Given records:
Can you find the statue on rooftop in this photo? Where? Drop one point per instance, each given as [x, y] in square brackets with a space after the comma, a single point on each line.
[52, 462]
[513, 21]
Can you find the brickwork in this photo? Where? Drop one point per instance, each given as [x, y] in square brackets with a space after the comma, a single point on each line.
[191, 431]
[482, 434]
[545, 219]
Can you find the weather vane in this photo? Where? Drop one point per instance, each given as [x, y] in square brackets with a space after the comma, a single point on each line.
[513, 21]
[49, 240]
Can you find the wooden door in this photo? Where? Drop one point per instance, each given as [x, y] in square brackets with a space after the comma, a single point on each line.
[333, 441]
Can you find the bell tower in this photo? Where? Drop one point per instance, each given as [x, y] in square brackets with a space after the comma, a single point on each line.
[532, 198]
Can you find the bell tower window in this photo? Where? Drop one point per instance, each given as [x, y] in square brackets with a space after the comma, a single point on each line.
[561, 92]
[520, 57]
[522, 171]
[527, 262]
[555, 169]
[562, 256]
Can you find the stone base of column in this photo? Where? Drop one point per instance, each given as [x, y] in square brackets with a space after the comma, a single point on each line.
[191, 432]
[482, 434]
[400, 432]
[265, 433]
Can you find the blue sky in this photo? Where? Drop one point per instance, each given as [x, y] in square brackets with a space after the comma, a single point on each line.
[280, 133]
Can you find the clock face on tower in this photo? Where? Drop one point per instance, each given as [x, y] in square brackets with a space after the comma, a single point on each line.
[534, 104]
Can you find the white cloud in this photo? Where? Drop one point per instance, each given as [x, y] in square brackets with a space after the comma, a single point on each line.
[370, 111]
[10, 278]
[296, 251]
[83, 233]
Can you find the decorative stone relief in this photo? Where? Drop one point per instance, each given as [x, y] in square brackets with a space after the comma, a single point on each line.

The problem: Beginning with the line that holds "Can you find the stone" and ending with the last line of the data, copy each line exactly and add nothing.

Task solution:
Can you find the stone base of column in this photo? Where? Drop one point per instance, each given as [x, y] in square brackets with a space after the comma, a single point on each line.
[191, 432]
[482, 434]
[400, 432]
[265, 433]
Can you find the blue sky in this photo? Where? Drop one point per instance, each given as [x, y] in square brackets with a space after the comma, a single point on each line.
[280, 133]
Can you find the clock face on tower in this photo? Where? Drop one point per instance, each given as [x, y] in square brackets with a space after the comma, a single point on each line.
[534, 104]
Can you find the white cloud in this photo? Where? Drop one point per instance, each given as [x, y] in square brackets with a space after the comma, a single point on each line.
[370, 111]
[10, 278]
[296, 251]
[83, 233]
Can you find the decorative stone relief in this photo? Where? Drop one point per instance, each given as [x, y] in square brackets with a space after the comma, a single point on each line.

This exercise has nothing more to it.